▸ **TEXTO PARA LEITURA**

16/05/2018 09:38:35
Mundo
Sem criação da Palestina, Israel viverá apartheid, diz rabino progressista no Brasil
Nilton Bonder, da Congregação Judaica do Brasil, elogia Trump ('tem se mostrado eficiente'), que transferiu Embaixada americana para Jerusalém, e diz que postergar resolução do conflito criará 'situação insustentável' para Estado judeu.
Foto: Reprodução/ BBC

A última erupção do conflito em Gaza, com a morte de dezenas de palestinos que protestavam contra a transferência da embaixada americana para Jerusalém, sinaliza a recusa das autoridades dos dois lados em resolver um impasse que se arrasta há décadas, diz à BBC Brasil o rabino Nilton Bonder, da Congregação Judaica do Brasil.

▸ **O QUE FAZER**
Segundo a reportagem sobre o rabino Nilton Bonder, de qual congregação ele faz parte?

▸ **MATERIAL FORNECIDO**

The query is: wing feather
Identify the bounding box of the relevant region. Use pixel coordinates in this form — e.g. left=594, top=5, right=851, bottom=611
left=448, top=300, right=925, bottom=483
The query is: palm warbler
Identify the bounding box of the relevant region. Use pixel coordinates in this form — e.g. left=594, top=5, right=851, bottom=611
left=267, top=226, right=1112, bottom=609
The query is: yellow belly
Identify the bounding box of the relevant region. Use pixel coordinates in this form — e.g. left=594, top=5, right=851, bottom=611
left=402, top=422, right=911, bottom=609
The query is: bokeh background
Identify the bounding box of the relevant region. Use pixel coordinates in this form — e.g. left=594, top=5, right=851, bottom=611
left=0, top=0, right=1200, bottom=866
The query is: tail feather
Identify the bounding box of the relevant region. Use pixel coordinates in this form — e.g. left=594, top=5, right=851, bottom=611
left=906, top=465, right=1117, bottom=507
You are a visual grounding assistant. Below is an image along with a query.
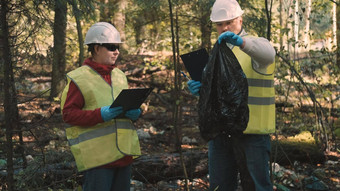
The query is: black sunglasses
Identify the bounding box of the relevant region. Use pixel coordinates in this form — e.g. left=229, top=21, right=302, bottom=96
left=100, top=44, right=119, bottom=51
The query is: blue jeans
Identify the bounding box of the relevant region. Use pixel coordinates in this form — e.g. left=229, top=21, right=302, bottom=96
left=208, top=134, right=273, bottom=191
left=83, top=165, right=131, bottom=191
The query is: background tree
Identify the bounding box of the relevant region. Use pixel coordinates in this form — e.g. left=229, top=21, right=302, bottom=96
left=50, top=0, right=67, bottom=99
left=0, top=1, right=19, bottom=191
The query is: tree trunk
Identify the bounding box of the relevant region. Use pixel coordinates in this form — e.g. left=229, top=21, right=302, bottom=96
left=294, top=0, right=299, bottom=60
left=279, top=0, right=283, bottom=51
left=0, top=0, right=19, bottom=191
left=112, top=0, right=128, bottom=50
left=72, top=0, right=85, bottom=67
left=132, top=150, right=208, bottom=183
left=265, top=0, right=273, bottom=41
left=336, top=0, right=340, bottom=67
left=199, top=0, right=211, bottom=51
left=304, top=0, right=312, bottom=52
left=50, top=0, right=67, bottom=99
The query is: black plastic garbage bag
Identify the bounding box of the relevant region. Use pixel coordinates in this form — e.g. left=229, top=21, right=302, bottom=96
left=198, top=43, right=249, bottom=141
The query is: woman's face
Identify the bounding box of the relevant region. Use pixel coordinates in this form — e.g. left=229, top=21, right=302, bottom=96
left=94, top=44, right=119, bottom=65
left=215, top=17, right=242, bottom=35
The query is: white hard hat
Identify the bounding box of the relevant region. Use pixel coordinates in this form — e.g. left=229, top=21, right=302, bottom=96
left=210, top=0, right=243, bottom=22
left=85, top=22, right=122, bottom=44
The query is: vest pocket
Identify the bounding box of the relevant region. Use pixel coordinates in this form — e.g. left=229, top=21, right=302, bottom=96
left=116, top=122, right=141, bottom=156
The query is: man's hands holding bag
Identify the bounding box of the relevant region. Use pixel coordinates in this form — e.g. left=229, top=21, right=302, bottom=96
left=187, top=80, right=202, bottom=96
left=218, top=31, right=243, bottom=46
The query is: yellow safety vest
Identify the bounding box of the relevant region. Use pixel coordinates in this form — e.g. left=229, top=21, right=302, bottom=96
left=233, top=46, right=275, bottom=134
left=61, top=66, right=141, bottom=171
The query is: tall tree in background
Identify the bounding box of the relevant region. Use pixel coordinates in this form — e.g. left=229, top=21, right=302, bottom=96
left=336, top=0, right=340, bottom=67
left=198, top=0, right=215, bottom=50
left=0, top=0, right=19, bottom=191
left=50, top=0, right=67, bottom=99
left=304, top=0, right=312, bottom=51
left=265, top=0, right=273, bottom=41
left=112, top=0, right=128, bottom=50
left=100, top=0, right=128, bottom=50
left=70, top=0, right=85, bottom=67
left=294, top=0, right=300, bottom=59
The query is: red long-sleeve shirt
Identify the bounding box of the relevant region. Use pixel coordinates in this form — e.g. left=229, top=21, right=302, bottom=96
left=63, top=58, right=133, bottom=168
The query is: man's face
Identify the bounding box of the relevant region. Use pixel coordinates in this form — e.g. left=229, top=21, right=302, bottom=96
left=215, top=17, right=242, bottom=35
left=95, top=44, right=119, bottom=65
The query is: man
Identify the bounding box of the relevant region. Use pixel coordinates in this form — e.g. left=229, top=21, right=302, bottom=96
left=188, top=0, right=275, bottom=191
left=61, top=22, right=141, bottom=191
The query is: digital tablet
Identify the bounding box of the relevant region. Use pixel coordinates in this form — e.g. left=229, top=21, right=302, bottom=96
left=110, top=88, right=153, bottom=112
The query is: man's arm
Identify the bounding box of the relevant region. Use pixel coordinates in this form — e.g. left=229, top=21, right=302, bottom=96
left=241, top=37, right=276, bottom=68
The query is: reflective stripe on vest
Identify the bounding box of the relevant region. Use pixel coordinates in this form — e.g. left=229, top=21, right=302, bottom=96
left=68, top=121, right=134, bottom=146
left=61, top=66, right=141, bottom=171
left=233, top=47, right=276, bottom=134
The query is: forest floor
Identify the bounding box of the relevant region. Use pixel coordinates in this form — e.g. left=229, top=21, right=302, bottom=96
left=0, top=53, right=340, bottom=191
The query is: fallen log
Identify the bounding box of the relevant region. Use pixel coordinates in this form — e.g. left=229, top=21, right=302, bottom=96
left=132, top=150, right=208, bottom=183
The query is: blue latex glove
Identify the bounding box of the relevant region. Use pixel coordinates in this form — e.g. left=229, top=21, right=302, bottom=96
left=187, top=80, right=201, bottom=96
left=100, top=105, right=123, bottom=121
left=125, top=109, right=142, bottom=121
left=218, top=31, right=243, bottom=46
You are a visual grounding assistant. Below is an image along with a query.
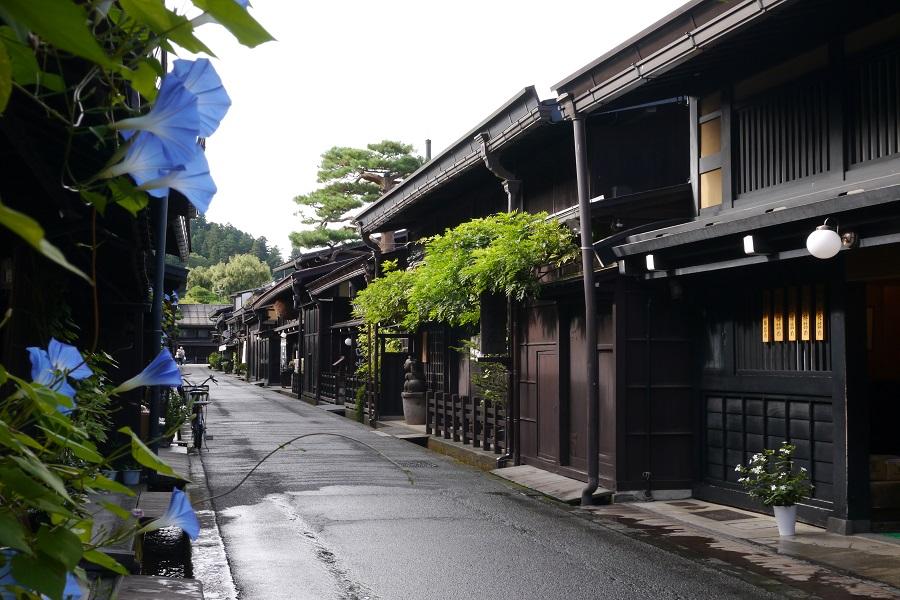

▸ **RESPOSTA ESCRITA**
Da Congregação Judaica do Brasil.